Region pointing data:
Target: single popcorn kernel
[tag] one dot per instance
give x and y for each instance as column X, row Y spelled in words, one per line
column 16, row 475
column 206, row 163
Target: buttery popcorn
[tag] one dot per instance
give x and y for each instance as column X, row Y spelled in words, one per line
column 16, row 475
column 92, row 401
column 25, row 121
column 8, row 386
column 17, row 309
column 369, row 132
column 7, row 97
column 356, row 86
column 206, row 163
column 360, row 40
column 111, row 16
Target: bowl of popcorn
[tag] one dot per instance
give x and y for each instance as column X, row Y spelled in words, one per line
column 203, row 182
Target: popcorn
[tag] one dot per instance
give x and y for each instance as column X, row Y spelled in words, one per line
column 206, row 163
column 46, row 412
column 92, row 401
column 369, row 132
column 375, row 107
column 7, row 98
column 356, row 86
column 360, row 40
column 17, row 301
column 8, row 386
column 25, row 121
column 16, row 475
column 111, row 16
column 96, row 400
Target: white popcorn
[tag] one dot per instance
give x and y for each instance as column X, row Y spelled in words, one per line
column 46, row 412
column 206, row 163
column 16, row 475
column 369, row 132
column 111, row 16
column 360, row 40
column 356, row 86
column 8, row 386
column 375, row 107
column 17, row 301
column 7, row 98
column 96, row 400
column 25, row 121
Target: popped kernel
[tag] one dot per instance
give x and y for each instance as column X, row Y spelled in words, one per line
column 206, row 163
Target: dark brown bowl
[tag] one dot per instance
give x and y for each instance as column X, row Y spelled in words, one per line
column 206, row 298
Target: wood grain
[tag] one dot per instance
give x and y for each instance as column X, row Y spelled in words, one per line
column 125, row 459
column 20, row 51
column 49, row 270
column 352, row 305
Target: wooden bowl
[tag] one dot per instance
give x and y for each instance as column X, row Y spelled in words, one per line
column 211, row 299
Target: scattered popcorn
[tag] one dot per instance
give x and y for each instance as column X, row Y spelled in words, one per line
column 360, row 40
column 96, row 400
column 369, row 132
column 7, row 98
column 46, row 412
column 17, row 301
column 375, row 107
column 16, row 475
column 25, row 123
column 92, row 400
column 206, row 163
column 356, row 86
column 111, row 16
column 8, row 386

--

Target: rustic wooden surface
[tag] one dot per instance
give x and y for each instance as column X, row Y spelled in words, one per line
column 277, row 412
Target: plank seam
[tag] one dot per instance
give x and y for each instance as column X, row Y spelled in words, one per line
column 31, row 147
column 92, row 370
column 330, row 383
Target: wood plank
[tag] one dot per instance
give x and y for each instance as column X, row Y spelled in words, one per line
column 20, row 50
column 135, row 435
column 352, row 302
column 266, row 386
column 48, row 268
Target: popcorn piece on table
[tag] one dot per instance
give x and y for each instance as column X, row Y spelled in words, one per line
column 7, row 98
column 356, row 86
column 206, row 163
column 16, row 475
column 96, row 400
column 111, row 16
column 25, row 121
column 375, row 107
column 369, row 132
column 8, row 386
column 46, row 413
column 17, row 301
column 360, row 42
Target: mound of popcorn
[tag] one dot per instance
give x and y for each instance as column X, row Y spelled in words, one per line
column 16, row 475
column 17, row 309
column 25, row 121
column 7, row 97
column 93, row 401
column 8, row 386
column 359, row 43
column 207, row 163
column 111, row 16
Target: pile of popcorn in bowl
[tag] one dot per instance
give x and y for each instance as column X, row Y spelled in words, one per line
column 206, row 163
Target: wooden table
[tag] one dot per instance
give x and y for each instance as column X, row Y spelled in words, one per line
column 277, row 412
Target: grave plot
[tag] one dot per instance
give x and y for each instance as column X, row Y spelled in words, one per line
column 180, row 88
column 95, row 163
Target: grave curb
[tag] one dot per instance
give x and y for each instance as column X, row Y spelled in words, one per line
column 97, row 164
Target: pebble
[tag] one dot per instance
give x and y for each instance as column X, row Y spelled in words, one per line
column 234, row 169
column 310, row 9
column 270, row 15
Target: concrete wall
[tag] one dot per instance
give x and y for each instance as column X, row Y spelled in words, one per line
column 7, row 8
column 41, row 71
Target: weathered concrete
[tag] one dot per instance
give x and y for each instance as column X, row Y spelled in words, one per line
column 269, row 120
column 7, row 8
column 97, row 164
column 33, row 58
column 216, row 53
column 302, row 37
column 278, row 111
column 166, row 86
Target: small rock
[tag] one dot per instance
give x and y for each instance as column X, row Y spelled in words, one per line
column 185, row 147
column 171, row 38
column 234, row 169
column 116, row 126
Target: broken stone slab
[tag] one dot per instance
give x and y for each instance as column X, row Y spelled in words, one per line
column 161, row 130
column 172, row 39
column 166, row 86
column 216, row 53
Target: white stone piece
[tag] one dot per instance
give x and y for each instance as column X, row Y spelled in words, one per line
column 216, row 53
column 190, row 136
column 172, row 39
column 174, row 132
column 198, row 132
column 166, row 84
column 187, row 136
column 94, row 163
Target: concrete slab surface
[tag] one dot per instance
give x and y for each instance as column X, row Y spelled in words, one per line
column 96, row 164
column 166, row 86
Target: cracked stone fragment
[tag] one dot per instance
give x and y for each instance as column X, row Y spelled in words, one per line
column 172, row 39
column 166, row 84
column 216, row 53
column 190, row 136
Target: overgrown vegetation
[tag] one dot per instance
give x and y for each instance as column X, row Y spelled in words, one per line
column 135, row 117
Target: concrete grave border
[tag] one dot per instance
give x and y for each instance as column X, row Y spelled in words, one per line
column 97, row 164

...

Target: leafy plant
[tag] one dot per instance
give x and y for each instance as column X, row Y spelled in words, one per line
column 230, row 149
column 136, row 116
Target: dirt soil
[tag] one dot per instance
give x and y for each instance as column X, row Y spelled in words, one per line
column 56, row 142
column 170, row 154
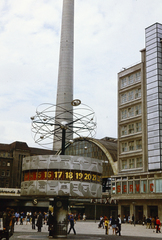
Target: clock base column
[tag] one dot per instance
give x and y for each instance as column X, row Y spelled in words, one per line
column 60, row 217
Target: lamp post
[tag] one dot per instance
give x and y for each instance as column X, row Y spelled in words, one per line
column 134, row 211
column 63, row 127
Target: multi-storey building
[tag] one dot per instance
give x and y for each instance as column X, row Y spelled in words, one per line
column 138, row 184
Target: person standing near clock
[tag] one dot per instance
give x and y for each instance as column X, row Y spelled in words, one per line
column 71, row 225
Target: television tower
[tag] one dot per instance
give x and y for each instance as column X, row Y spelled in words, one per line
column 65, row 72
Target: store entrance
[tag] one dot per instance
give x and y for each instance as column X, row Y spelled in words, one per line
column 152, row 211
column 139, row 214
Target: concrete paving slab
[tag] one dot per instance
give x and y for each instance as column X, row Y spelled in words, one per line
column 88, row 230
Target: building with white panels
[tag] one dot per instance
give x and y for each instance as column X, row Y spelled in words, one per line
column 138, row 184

• Exercise:
Would you state how many lines of the data above hold the string "piece"? Reply with the number alone.

• Written response:
2